The request: In the dog training text, copy the part that opens with the words "Getting a pup" and closes with "very same way.", substituting "deer" for "rabbit" throughout.

Source excerpt:
-- BEGIN --

Bottom line, really, is that dogs (and almost all other animals for that matter) learn by association, whether it be negative or positive. That very simple fact or concept of associating a negative or positive response should always be thought through before trying to apply training on any animal. There have been many good examples of both given on this thread. Positive experiences will mean positive association thereby creating positive acceptance. Negative experiences will mean negative association thereby creating a negative acceptance (this is also called "avoidance training")

Getting a pup all jazzed up on a live bird and letting him chase while you add some low level of noise moving up to gunfire will condition him to associate positive things with noise. Back when there weren't GPS units on dogs, I have had times where I have taken out my shotgun and fired it twice into the air to get a missing dog to come back in because they thought they were missing out on "the fun" because birds must be around those shots. The exact opposite scenario would be to let a dog chase a rabbit and then bounce him real hard with a shock collar without ever saying a word... usually it only takes once or twice before the dog will stop in his tracks when he see a rabbit thereby avoiding a negative response he associates with chasing it. You want the dog "thinking" the rabbit is shocking him. as pointed out earlier in this thread, Snake avoidance works the very same way.

-- END --

Listed records:

-- BEGIN --

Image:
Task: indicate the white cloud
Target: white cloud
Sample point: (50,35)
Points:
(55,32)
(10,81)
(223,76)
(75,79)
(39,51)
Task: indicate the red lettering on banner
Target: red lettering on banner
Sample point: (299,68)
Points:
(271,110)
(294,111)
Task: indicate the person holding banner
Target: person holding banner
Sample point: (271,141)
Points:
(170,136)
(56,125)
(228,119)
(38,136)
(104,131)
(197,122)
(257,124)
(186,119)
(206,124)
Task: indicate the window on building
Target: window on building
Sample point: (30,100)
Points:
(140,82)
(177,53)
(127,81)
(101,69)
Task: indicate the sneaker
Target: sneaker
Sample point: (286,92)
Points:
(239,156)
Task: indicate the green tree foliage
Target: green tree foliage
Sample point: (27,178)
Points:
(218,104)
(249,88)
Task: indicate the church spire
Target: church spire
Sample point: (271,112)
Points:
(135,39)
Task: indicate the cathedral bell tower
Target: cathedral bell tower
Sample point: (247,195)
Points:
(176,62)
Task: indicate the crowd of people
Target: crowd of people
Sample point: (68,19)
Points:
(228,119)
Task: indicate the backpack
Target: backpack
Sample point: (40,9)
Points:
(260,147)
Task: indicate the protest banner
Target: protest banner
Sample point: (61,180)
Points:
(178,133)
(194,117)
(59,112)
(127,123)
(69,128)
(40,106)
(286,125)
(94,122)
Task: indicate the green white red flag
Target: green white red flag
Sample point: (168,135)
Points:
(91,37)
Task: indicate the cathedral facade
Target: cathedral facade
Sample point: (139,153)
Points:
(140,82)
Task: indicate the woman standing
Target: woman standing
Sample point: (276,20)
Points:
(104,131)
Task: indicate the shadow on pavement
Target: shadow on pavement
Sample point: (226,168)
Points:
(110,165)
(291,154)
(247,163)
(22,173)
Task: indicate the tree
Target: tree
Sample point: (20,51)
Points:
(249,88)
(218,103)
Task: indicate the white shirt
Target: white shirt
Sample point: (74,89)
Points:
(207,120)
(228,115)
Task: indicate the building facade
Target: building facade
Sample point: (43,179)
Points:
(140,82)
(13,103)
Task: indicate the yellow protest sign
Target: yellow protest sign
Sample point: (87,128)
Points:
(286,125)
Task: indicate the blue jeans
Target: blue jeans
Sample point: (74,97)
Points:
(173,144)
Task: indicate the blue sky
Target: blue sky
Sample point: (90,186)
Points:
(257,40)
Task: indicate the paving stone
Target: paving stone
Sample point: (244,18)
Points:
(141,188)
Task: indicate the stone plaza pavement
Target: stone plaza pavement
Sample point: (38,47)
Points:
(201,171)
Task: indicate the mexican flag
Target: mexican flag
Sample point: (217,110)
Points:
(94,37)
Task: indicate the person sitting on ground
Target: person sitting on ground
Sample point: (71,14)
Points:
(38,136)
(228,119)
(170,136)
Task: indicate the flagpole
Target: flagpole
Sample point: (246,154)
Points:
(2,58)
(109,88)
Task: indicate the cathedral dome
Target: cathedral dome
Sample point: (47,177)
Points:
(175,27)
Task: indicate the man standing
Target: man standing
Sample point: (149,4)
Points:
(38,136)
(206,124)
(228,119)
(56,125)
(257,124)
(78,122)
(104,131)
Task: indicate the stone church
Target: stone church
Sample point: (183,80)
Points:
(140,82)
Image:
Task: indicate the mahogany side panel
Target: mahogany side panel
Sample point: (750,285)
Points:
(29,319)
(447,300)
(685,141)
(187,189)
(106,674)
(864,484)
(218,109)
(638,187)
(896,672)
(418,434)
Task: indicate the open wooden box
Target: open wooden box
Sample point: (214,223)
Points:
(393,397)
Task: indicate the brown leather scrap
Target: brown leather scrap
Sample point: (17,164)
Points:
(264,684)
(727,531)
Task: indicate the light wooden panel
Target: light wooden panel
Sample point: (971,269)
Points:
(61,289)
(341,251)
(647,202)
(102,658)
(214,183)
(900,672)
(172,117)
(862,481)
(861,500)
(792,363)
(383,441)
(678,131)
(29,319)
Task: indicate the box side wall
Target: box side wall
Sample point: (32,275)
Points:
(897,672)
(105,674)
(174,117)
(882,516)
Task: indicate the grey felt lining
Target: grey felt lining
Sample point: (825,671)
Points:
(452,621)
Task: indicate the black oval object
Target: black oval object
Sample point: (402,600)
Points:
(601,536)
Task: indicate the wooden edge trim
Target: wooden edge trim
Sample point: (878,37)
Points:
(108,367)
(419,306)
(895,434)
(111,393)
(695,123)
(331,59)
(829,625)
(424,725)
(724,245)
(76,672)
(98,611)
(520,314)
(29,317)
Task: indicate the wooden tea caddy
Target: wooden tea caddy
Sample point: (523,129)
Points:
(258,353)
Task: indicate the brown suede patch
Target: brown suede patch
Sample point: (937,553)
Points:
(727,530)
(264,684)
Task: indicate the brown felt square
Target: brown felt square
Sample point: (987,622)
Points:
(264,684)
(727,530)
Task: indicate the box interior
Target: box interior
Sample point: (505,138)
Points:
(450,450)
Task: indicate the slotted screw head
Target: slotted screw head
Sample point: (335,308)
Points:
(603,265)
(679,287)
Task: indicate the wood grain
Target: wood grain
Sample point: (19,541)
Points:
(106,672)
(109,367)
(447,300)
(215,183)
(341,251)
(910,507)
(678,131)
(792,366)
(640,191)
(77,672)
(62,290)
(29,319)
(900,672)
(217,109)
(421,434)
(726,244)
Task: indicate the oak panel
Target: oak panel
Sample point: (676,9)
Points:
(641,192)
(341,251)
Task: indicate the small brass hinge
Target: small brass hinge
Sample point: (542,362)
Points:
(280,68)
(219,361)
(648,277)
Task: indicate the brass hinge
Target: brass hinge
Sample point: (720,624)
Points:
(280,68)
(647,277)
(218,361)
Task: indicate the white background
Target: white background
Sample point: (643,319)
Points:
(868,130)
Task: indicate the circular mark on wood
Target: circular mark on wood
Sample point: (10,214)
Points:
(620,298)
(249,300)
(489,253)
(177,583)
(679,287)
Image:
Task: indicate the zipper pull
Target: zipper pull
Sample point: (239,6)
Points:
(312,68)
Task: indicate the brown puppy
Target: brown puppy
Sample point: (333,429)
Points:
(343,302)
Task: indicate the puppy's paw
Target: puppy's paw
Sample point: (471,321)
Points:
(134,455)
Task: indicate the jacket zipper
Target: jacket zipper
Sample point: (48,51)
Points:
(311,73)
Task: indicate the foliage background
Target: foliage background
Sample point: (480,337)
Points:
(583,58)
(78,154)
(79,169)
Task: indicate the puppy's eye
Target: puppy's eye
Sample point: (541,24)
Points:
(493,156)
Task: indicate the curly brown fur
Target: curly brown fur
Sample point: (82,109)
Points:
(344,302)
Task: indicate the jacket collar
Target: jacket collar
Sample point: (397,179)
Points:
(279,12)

-- END --

Result of the exercise:
Getting a pup all jazzed up on a live bird and letting him chase while you add some low level of noise moving up to gunfire will condition him to associate positive things with noise. Back when there weren't GPS units on dogs, I have had times where I have taken out my shotgun and fired it twice into the air to get a missing dog to come back in because they thought they were missing out on "the fun" because birds must be around those shots. The exact opposite scenario would be to let a dog chase a deer and then bounce him real hard with a shock collar without ever saying a word... usually it only takes once or twice before the dog will stop in his tracks when he see a deer thereby avoiding a negative response he associates with chasing it. You want the dog "thinking" the deer is shocking him. as pointed out earlier in this thread, Snake avoidance works the very same way.